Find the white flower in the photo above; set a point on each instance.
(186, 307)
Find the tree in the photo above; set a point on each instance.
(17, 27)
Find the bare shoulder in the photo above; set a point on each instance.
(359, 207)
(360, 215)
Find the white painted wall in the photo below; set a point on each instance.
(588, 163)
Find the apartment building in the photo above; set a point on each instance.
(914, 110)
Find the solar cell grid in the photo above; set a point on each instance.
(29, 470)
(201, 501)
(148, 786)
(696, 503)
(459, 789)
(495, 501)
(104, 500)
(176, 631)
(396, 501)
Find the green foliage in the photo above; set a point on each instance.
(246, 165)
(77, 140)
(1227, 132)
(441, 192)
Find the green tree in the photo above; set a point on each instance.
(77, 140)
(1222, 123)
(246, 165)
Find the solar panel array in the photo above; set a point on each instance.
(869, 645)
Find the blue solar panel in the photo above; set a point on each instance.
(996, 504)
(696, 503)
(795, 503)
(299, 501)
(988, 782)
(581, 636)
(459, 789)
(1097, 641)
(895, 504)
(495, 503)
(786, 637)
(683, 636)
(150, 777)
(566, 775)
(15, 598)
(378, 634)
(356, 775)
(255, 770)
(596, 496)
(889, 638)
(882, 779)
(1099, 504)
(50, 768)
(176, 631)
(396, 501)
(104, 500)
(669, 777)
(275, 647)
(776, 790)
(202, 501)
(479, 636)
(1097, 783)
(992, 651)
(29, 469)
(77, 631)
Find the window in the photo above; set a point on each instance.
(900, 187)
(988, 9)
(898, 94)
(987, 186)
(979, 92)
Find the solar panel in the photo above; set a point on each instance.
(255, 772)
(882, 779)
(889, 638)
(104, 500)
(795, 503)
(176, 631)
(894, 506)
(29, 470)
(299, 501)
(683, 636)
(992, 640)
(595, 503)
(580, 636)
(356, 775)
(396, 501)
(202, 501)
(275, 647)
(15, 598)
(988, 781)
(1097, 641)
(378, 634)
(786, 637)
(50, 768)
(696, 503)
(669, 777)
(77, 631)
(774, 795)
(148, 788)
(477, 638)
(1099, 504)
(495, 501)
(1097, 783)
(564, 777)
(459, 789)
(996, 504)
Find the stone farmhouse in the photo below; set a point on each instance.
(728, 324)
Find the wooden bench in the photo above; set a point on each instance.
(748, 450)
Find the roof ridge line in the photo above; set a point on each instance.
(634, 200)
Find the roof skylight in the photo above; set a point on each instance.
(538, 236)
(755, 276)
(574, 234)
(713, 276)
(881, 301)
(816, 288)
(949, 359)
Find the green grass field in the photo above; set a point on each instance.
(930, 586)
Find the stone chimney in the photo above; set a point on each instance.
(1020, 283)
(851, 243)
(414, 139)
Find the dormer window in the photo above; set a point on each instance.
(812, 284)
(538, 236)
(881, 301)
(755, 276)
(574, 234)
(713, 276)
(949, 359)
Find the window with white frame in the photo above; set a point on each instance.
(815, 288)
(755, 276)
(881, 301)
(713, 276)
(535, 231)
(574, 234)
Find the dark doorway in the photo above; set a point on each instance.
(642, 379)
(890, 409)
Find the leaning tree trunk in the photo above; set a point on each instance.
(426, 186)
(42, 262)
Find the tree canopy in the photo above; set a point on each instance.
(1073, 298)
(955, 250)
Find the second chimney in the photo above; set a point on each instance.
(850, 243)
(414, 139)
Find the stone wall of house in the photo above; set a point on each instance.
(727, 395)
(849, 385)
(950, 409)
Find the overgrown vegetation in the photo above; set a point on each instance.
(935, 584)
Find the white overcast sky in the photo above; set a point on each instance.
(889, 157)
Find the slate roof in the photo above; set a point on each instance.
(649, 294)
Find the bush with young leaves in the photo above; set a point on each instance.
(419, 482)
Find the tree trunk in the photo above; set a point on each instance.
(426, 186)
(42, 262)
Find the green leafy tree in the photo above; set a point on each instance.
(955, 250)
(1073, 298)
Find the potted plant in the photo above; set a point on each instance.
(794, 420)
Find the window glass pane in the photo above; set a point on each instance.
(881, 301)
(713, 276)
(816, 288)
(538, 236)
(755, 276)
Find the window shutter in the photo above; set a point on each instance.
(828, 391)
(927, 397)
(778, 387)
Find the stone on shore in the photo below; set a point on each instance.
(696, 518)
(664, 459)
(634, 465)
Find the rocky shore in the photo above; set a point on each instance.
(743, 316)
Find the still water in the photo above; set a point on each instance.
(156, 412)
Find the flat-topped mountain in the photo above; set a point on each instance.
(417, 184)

**TASK**
Make an exact copy of all the data.

**ANSWER TO THIS PROBLEM**
Find the white flower in the photo above; set a point on each instance.
(186, 307)
Find the tree in the photo above; set a point on each instance.
(17, 27)
Find the bare shoulder in the photo above; set a point on each instance.
(359, 207)
(360, 215)
Find the white painted wall in the photo below; set a point on each instance.
(588, 163)
Find the apartment building in the photo above; set a point on each instance.
(914, 110)
Find the solar cell grid in the photo above; set a point on each instance.
(29, 470)
(201, 501)
(148, 786)
(696, 503)
(459, 789)
(495, 501)
(104, 500)
(176, 631)
(396, 501)
Find the green foliage in the photo above; set a point on each instance.
(246, 165)
(77, 140)
(1227, 132)
(441, 192)
Find the green tree in the photo above; set a point on each instance.
(77, 140)
(1222, 123)
(246, 165)
Find the solar panel array in the photo above; set a point on each instance.
(869, 645)
Find the blue solar panel in the photo above; set a point on each instance.
(996, 504)
(696, 503)
(795, 503)
(299, 501)
(988, 782)
(581, 636)
(459, 789)
(1097, 641)
(895, 504)
(495, 503)
(786, 637)
(683, 636)
(150, 777)
(566, 775)
(15, 598)
(378, 634)
(356, 775)
(255, 770)
(596, 496)
(889, 638)
(882, 779)
(1099, 504)
(50, 768)
(176, 631)
(396, 501)
(104, 500)
(669, 777)
(275, 647)
(776, 790)
(202, 501)
(479, 636)
(1097, 783)
(992, 651)
(29, 469)
(77, 631)
Find the window in the photo above; set a point on each instance.
(900, 187)
(988, 9)
(898, 94)
(987, 186)
(979, 92)
Find the solar panel in the photo above; set a point on each instance.
(255, 772)
(882, 779)
(889, 638)
(104, 500)
(795, 503)
(176, 631)
(894, 506)
(29, 470)
(299, 501)
(683, 636)
(992, 640)
(595, 503)
(580, 636)
(356, 775)
(396, 501)
(202, 501)
(275, 647)
(15, 598)
(988, 781)
(1097, 641)
(378, 634)
(786, 637)
(50, 768)
(696, 503)
(669, 777)
(77, 631)
(774, 795)
(148, 788)
(477, 638)
(1099, 504)
(495, 501)
(1097, 783)
(564, 777)
(459, 789)
(996, 504)
Find the stone farmhouse in the photo below; set a point on each instance.
(728, 324)
Find the wooden bench in the photo above; set a point on each instance.
(748, 450)
Find the roof ridge line in the photo above; set a point on each instance.
(634, 200)
Find the roof skylight in the photo above; set a point on each instance.
(538, 236)
(755, 276)
(574, 234)
(713, 276)
(881, 301)
(816, 288)
(949, 359)
Find the green grass field in the photo above; set a point on each instance.
(930, 586)
Find the stone chimney in the photo above; set a point on each instance.
(1020, 283)
(851, 243)
(414, 139)
Find the dormer window in the photo above; set a point on each instance.
(812, 284)
(538, 236)
(881, 301)
(755, 276)
(574, 234)
(713, 276)
(949, 359)
Find the window with white frame in the photo above; set a point on each instance.
(815, 288)
(755, 276)
(881, 301)
(713, 276)
(535, 231)
(574, 234)
Find the dark doorway in the photo above; set a point on each instance.
(642, 379)
(890, 409)
Find the leaning tree trunk in the photo above; set a point on each instance.
(426, 186)
(42, 262)
Find the tree canopy in the photo above; set a point on each instance.
(1073, 298)
(955, 250)
Find the second chimney in the photo above; set a point on each instance.
(850, 243)
(414, 139)
Find the stone wall of house in the photo above; set a point on each instance.
(727, 395)
(849, 385)
(950, 409)
Find the overgrown vegetation in the photo above; set a point on each instance.
(935, 584)
Find the white overcast sky in the photo above; set a point on each instance.
(889, 157)
Find the slate roof in the photo above; set a point on each instance.
(649, 294)
Find the bush with young leaves in the photo above; set a point on each instance.
(419, 482)
Find the tree trunk in the photo above; set a point on each instance.
(426, 186)
(42, 262)
Find the green leafy tree in the photo above; set a point on each instance.
(955, 250)
(1073, 298)
Find the potted plant in the photo above; set a point on each instance.
(794, 420)
Find the window glass pane in the photo above; set a point on each instance.
(881, 301)
(713, 276)
(816, 288)
(538, 236)
(755, 276)
Find the window shutter in the photo above; set a point on each instance.
(828, 391)
(927, 397)
(778, 387)
Find the stone on shore in the photo below; set a point on each instance.
(696, 518)
(664, 459)
(634, 465)
Find the rocky shore in the photo above; set a point on each instance.
(743, 316)
Find the still water in the photo above; set a point on each instance.
(156, 412)
Find the flat-topped mountain in the photo above; set a point on each instance.
(417, 184)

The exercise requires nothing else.